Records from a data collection
┄┄┄┄┄┄┄┄┄┄┄┄┄┄┄┄┄┄┄┄
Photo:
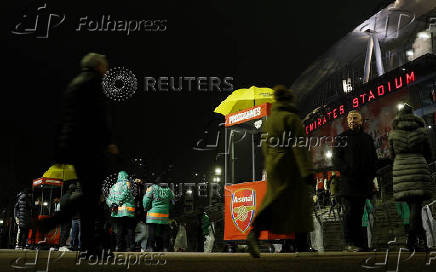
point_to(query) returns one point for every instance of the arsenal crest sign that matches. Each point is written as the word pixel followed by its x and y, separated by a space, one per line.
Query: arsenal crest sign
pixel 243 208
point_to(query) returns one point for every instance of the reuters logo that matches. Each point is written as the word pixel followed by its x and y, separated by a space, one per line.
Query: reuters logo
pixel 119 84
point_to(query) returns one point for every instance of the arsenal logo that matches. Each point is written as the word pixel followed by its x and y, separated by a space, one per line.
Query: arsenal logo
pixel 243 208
┄┄┄┄┄┄┄┄┄┄┄┄┄┄┄┄┄┄┄┄
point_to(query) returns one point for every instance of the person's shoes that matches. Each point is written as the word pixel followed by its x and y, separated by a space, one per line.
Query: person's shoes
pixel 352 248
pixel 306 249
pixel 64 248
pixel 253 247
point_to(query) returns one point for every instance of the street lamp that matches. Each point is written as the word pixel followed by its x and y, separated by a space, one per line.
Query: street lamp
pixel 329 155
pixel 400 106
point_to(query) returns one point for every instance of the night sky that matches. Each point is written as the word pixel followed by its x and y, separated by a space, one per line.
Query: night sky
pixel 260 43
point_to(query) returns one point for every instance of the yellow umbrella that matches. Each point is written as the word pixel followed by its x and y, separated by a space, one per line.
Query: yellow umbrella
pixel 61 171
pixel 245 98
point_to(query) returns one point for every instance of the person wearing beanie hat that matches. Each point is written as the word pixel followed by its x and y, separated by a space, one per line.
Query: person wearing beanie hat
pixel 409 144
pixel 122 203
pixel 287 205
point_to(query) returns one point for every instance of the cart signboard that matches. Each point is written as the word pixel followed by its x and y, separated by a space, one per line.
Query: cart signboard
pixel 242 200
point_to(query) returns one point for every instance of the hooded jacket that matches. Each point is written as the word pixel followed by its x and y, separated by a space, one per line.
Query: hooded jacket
┄┄┄┄┄┄┄┄┄┄┄┄┄┄┄┄┄┄┄┄
> **Written exercise**
How many lines in the records above contain the string "shoes"? Reply with the number alone.

> **Solution for this problem**
2